*** Opening of Text ***

Pralay Kumar Nayak and Pratik Dhal, second-year medical students in Kharkiv National Medical University, represent the vagaries of fortune for those caught in the crossfire of the Russia-Ukraine war.

On February 22, Dhal managed to leave Ukraine before flights were stopped. He is now safely home in Delhi. But Nayak has been sheltering underground in a metro station in the northeastern city of Kharkiv, amidst heavy Russian shelling.

On Tuesday, an Indian student in Kharkiv was killed in the bombardment.

Since Dhal got home on February 23, he has frequently been on the phone with his friends 4,000 km away, to get information about their situation and offer solace.

On Monday morning, the Indian embassy in Ukraine issued an advisory asking Indians to “leave Kyiv urgently” by train or any means possible as shelling intensified in the capital.

About 480 km east in Kharkiv, Indian students are holed up in basement bunkers and metro stations. No one knows exactly how many Indians there are in the city: estimates range from 2,000 to 4,000. Most of them study medicine.

*** Close of Text ***
*** Opening of Records supplied ***

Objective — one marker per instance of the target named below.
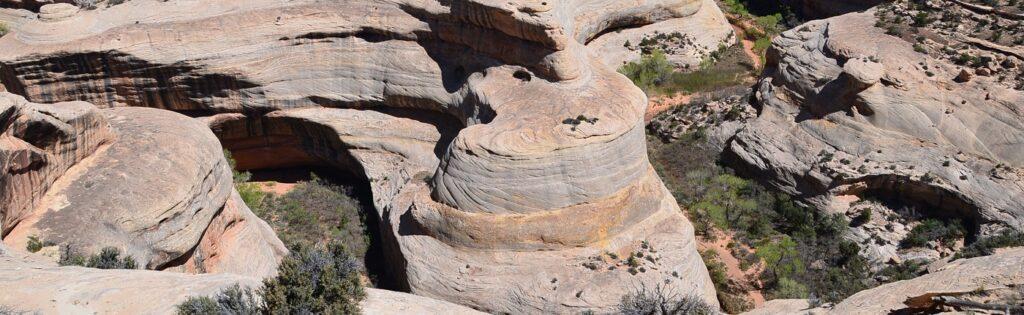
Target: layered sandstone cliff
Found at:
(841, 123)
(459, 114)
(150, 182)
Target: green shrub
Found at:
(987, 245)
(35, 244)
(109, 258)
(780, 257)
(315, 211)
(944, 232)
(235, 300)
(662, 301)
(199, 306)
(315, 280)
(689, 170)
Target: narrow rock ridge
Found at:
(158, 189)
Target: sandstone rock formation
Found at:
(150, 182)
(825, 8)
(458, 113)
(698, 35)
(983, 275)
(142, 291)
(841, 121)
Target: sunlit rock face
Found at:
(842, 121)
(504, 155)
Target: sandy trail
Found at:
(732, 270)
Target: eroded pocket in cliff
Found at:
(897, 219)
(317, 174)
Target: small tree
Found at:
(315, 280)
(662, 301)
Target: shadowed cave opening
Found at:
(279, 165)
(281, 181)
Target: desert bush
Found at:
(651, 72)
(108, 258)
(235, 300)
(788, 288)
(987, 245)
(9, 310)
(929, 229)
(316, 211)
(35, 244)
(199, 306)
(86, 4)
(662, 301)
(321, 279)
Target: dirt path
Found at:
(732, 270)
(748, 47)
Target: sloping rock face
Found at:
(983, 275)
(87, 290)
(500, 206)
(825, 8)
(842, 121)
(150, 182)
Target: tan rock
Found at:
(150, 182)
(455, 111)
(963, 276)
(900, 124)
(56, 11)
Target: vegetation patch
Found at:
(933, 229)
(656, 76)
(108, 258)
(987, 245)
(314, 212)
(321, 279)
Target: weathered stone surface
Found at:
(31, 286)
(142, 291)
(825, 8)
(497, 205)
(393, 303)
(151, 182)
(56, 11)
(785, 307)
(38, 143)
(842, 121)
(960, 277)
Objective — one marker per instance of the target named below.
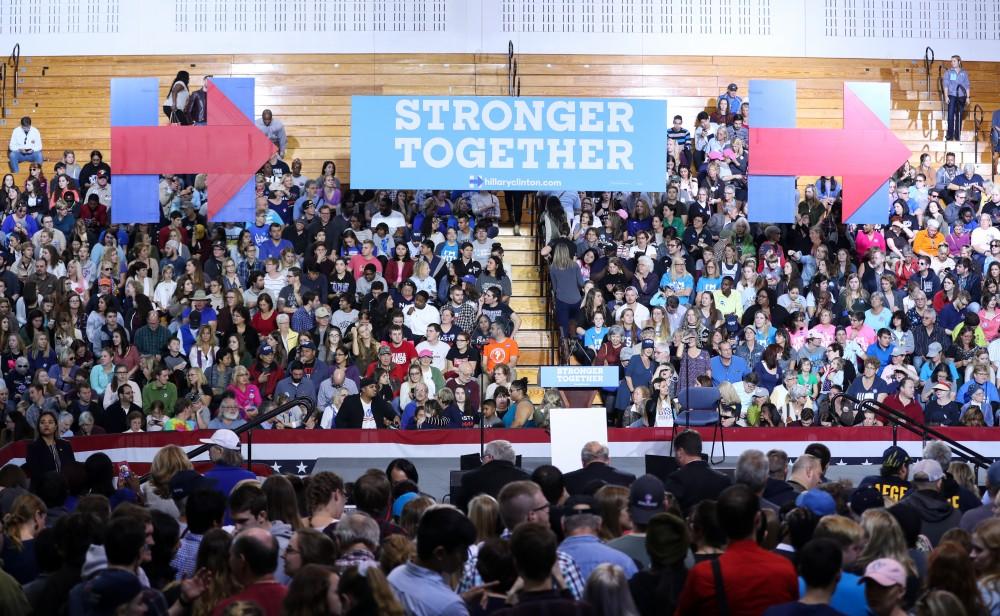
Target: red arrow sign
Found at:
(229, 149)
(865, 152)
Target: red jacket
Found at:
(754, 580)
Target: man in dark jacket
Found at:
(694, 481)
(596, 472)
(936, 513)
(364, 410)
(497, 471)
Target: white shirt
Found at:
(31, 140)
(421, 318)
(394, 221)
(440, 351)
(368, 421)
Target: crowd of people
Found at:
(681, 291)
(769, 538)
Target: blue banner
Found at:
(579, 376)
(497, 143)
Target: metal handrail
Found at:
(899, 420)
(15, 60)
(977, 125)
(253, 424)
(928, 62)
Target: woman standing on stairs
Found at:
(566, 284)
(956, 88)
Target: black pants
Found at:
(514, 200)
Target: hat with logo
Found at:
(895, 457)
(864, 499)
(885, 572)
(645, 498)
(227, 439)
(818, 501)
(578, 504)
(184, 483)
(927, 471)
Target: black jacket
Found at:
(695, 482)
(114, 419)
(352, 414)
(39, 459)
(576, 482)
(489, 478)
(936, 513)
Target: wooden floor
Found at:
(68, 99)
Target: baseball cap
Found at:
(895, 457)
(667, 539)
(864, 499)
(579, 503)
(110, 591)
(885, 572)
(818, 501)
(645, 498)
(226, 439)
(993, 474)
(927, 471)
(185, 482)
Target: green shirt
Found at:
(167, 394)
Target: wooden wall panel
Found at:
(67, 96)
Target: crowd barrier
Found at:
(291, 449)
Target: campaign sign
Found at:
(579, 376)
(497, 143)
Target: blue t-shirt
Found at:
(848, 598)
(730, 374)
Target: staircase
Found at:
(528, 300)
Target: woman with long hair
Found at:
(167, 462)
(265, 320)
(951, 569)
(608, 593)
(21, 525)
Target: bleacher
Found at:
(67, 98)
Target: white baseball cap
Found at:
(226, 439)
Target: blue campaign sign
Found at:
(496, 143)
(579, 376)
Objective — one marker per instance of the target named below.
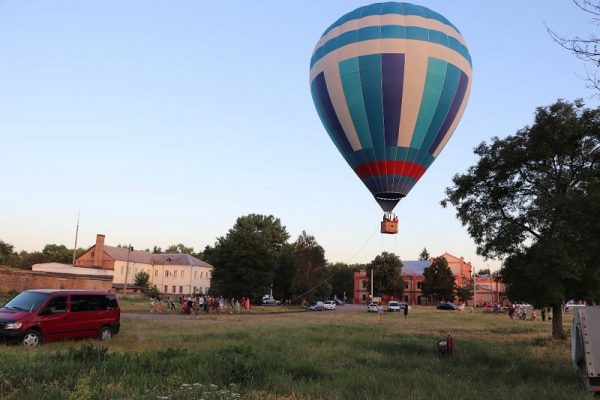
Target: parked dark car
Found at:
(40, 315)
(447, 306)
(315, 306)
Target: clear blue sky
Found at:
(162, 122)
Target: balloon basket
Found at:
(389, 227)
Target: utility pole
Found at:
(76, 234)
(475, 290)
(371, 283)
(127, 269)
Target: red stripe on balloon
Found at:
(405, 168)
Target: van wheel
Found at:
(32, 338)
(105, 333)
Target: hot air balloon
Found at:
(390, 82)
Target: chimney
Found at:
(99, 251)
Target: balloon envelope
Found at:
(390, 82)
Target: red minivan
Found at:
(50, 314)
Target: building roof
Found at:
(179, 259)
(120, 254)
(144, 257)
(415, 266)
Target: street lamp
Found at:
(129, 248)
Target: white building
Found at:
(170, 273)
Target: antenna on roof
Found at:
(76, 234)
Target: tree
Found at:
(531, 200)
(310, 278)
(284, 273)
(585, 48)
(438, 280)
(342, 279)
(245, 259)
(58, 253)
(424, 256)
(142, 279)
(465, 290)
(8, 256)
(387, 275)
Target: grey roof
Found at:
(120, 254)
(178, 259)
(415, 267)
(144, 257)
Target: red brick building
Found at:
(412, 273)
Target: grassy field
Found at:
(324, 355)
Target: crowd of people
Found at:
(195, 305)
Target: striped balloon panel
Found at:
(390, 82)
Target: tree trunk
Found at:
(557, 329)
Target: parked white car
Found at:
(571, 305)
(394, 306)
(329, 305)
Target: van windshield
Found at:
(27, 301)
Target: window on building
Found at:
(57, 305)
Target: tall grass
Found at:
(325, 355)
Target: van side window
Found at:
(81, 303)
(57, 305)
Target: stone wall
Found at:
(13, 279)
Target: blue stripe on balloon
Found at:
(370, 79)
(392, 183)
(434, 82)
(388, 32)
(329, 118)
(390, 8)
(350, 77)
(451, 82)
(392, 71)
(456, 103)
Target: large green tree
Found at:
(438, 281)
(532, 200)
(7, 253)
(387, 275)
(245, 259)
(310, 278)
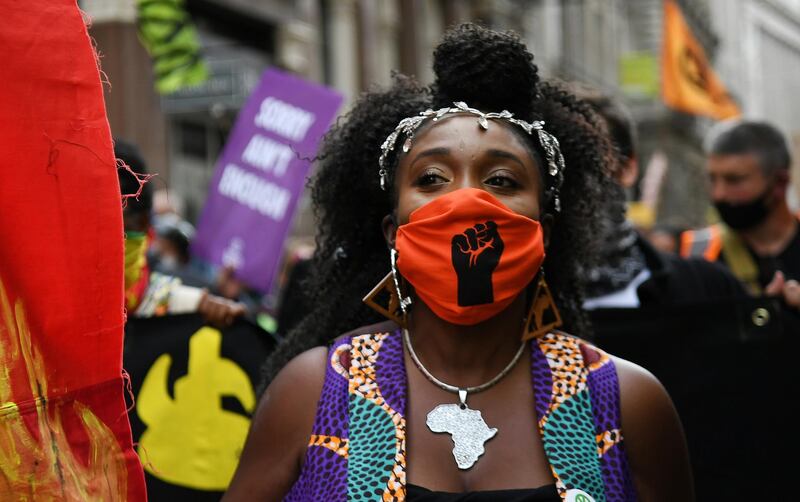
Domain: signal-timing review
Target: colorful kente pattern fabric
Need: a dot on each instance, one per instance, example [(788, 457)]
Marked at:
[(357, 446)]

*** Close of Records supplied ***

▸ List of tasks:
**1.** In the article about Indian students in Kharkiv, on what date did Dhal get home?
**2.** Write out the passage of the article about Indian students in Kharkiv starting at "About 480 km" and ending at "them study medicine.".

▸ Task solutions:
**1.** February 23

**2.**
About 480 km east in Kharkiv, Indian students are holed up in basement bunkers and metro stations. No one knows exactly how many Indians there are in the city: estimates range from 2,000 to 4,000. Most of them study medicine.